## Source
# # #
A little less than eight months before Iowa Democrats hold their caucuses, the absolute levels of support each candidate wins is less important than the trajectory their numbers show. Those trajectories are positive for Warren and Buttigieg — and distinctly negative for Biden and Sanders.

The survey, conducted June 2-5 among 433 likely Iowa Democratic caucus-goers, is the third time Selzer has tested the field. In December, she showed Biden leading with 32 percent, ahead of Sanders’s 19 percent. In March, Biden led the field at 27 percent, while Sanders took 25 percent.

Today, Biden’s support has slipped by a third from that initial survey. Sanders, whose 2016 campaign makes him among the best-known contenders in the field, has seen his support drop by more than a third.

Biden’s supporters are less enthusiastic about his candidacy than supporters of every other candidate, Selzer said, a worrying sign for a front-runner who has suddenly appeared vulnerable.
# # #
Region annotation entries

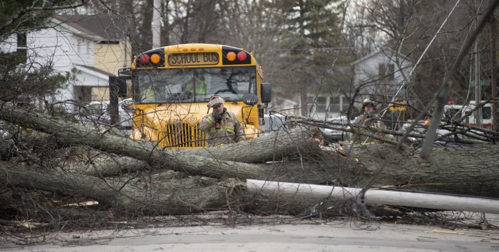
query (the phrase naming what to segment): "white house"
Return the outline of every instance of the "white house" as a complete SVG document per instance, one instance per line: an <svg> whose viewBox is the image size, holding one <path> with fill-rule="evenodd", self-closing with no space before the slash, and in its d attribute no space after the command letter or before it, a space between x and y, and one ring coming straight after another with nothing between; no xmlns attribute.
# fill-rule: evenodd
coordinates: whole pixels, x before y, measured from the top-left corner
<svg viewBox="0 0 499 252"><path fill-rule="evenodd" d="M352 63L355 88L361 85L361 95L355 101L357 106L360 107L361 101L369 96L381 100L381 97L391 99L396 94L403 95L399 92L404 83L401 72L408 76L413 65L407 56L400 54L400 66L398 67L396 54L394 50L384 48Z"/></svg>
<svg viewBox="0 0 499 252"><path fill-rule="evenodd" d="M55 15L42 29L13 34L0 50L25 50L32 67L51 64L56 71L75 70L75 81L58 91L56 100L106 100L108 76L131 64L126 23L105 14Z"/></svg>

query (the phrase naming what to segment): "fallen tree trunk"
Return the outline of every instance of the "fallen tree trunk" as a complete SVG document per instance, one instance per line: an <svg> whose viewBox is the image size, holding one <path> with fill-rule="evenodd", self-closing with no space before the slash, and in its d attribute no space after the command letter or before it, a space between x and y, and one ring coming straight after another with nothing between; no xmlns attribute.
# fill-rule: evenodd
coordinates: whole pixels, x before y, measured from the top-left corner
<svg viewBox="0 0 499 252"><path fill-rule="evenodd" d="M185 172L191 175L225 179L236 178L241 180L252 178L319 184L339 184L362 187L366 185L381 168L386 160L390 160L389 167L374 184L375 186L393 185L427 191L442 191L471 195L497 197L499 195L497 176L499 172L495 164L495 153L499 152L497 145L487 145L447 147L441 151L432 153L432 162L420 166L414 153L407 151L393 154L394 147L387 144L361 145L347 152L348 156L337 152L304 150L304 154L295 160L287 160L271 164L246 163L207 158L194 155L189 151L172 151L155 148L149 143L134 141L107 132L101 133L82 126L35 113L11 108L14 113L0 110L0 117L12 122L50 133L61 143L84 144L119 155L144 160L155 169L168 169ZM24 115L22 115L24 113ZM305 132L300 133L299 131ZM308 136L318 145L312 130L308 128L293 129L296 135ZM297 138L289 137L288 142L282 139L291 134L284 134L278 140L282 146L291 146L291 152L296 153ZM272 153L270 140L275 135L259 137L247 142L252 144L250 149L268 150ZM302 141L306 137L300 136ZM314 140L315 139L315 140ZM284 144L284 142L294 143ZM245 145L227 145L221 158L244 159L250 153L249 147L235 151ZM270 145L270 146L269 146ZM209 148L220 150L216 148ZM345 152L345 153L347 153ZM307 153L307 155L304 155ZM237 156L235 154L237 154ZM295 156L295 155L293 154ZM265 158L262 160L265 160ZM477 161L479 160L480 161ZM459 167L459 169L457 169ZM471 171L471 172L470 172Z"/></svg>
<svg viewBox="0 0 499 252"><path fill-rule="evenodd" d="M262 195L248 192L244 182L234 179L219 181L164 171L135 178L99 179L76 173L43 169L0 163L0 185L5 189L21 187L45 191L51 195L83 196L97 201L99 205L108 209L110 215L113 213L128 216L185 215L227 209L263 215L303 216L316 215L319 212L351 214L351 201ZM31 205L39 207L40 204ZM377 206L368 207L379 214L398 215L397 212ZM43 207L40 210L43 214L52 213L70 218L83 215L74 208L48 208ZM23 211L29 212L31 218L37 212L36 210Z"/></svg>

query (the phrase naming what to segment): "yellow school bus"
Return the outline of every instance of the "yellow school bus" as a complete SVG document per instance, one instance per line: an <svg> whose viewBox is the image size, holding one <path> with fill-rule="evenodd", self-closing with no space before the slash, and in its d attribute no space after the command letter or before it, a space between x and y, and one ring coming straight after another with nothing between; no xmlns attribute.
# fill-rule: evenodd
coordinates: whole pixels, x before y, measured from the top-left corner
<svg viewBox="0 0 499 252"><path fill-rule="evenodd" d="M113 80L110 77L110 84L130 80L133 139L163 148L206 147L198 125L212 112L208 101L215 94L237 116L247 139L264 132L263 109L270 101L270 85L263 83L261 67L242 49L196 43L165 46L137 56L129 71L120 73ZM121 96L127 93L118 89Z"/></svg>

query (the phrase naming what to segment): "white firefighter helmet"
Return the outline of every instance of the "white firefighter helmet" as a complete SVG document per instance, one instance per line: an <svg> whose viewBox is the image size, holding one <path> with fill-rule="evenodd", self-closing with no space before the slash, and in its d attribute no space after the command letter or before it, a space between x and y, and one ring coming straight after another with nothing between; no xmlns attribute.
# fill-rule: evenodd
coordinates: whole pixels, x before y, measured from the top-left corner
<svg viewBox="0 0 499 252"><path fill-rule="evenodd" d="M362 101L362 109L364 109L364 107L366 107L367 105L371 105L373 107L374 109L376 109L376 103L371 101L371 99L369 98L364 99Z"/></svg>

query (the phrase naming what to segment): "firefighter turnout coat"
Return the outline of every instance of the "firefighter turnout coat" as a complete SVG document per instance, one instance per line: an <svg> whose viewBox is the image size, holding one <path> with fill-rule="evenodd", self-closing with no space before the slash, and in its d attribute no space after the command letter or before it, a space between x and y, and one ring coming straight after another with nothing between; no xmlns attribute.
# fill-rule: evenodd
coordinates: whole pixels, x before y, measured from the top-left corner
<svg viewBox="0 0 499 252"><path fill-rule="evenodd" d="M234 113L224 109L220 128L216 128L213 113L203 118L199 128L205 132L208 147L221 146L245 140L245 131Z"/></svg>

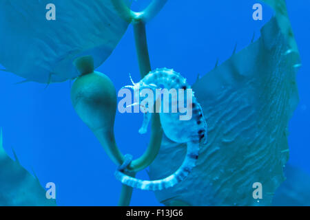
# # #
## Problem A
Transcribe the part of the Iowa poll excerpt starting with "Today, Biden’s support" and going on through "suddenly appeared vulnerable.".
## Problem B
For each statement, say yes or no to whether it agrees with the Iowa poll excerpt, and quote the words from the excerpt that decide it. (i) The survey was conducted among 433 likely Iowa Democratic caucus-goers. (ii) In March, Sanders led the field. (iii) The trajectory of the numbers is negative for Warren.

## Exercise answer A
Today, Biden’s support has slipped by a third from that initial survey. Sanders, whose 2016 campaign makes him among the best-known contenders in the field, has seen his support drop by more than a third.

Biden’s supporters are less enthusiastic about his candidacy than supporters of every other candidate, Selzer said, a worrying sign for a front-runner who has suddenly appeared vulnerable.

## Exercise answer B
(i) Yes: "conducted June 2-5 among 433 likely Iowa Democratic caucus-goers"
(ii) No: "In March, Biden led the field at 27 percent, while Sanders took 25 percent."
(iii) No: "Those trajectories are positive for Warren and Buttigieg"